— The request —
Swap "dew drop" for "water droplet" in the items in the stretch from the line containing "Where can the dew" through the line containing "pixel 110 586". Give back only those lines, otherwise unchanged.

— Data extract —
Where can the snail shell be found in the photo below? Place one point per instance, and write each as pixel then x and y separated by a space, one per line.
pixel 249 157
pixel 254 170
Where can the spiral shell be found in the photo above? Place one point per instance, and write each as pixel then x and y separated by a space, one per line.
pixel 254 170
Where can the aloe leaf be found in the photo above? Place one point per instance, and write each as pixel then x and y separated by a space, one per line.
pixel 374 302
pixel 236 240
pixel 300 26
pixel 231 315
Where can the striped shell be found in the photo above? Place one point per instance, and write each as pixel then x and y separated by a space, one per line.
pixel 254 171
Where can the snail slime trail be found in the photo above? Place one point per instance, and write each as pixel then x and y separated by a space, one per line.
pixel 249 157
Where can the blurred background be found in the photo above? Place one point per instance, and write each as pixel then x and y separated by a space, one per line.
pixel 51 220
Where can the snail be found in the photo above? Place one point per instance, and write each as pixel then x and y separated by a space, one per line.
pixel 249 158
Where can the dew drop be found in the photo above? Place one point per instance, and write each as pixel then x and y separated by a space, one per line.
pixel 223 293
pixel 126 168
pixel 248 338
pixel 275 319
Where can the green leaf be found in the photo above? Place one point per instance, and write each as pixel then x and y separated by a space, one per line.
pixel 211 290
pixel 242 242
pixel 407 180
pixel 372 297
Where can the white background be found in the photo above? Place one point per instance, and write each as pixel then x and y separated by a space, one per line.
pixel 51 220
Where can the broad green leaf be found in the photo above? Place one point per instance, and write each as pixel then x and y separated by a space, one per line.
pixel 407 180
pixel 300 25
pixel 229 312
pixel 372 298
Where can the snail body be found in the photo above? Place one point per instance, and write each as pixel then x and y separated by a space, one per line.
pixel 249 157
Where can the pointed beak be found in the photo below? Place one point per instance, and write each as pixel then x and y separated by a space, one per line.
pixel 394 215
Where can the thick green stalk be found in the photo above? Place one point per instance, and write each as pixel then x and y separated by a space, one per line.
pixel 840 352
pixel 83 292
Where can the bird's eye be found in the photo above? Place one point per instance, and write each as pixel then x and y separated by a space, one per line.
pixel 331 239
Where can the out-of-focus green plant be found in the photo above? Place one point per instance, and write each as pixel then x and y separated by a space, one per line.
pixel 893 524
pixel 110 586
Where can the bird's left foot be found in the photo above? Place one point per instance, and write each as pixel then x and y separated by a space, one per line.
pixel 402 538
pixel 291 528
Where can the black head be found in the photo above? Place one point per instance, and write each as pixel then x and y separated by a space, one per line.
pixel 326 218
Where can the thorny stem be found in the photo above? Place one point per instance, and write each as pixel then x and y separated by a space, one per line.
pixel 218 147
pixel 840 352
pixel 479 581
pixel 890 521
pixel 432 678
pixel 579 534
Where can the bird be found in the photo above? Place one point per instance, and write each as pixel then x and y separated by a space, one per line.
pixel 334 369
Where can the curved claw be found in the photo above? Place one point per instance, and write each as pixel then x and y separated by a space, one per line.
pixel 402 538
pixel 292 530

— Correct response —
Where can the water droplet be found in the photo above? Place one point per instance, and write each as pixel then x and y separated by a space, one per line.
pixel 223 293
pixel 126 168
pixel 248 338
pixel 275 319
Where can the green leaf be found in the photo above? Place one point per instance, and write each as pixel then x and y separated by a space, one per line.
pixel 211 290
pixel 242 242
pixel 407 180
pixel 372 297
Where can the white background be found in the photo above? Place one point per instance, and write each as pixel then x and y separated by a space, one per line.
pixel 51 220
Where can the broad green leaf be found in the photo above? Place one point per instance, and write each as pixel then x and y separated by a space, one per line.
pixel 407 180
pixel 300 25
pixel 229 312
pixel 372 298
Where can the snail body be found in the photo above? Place one point per instance, and write each as pixel then x and y separated by a space, one per line.
pixel 249 157
Where can the pointed beak be found in the photo below? Place one point per instance, and write each as pixel then x and y separated by a space, one per line.
pixel 394 215
Where can the thick green stalk be found in the photo above? Place one point per instance, and write each as pixel then x and y separated by a space, one per line.
pixel 840 352
pixel 83 292
Where can the bird's eye be found in the photo above? Place one point per instance, and write each as pixel then x and y separated by a space, one per line.
pixel 331 239
Where can the out-of-focus green plant be found in the photo above? Place one point per instance, and write each as pixel then x and y separated by a space, one per line.
pixel 893 524
pixel 110 586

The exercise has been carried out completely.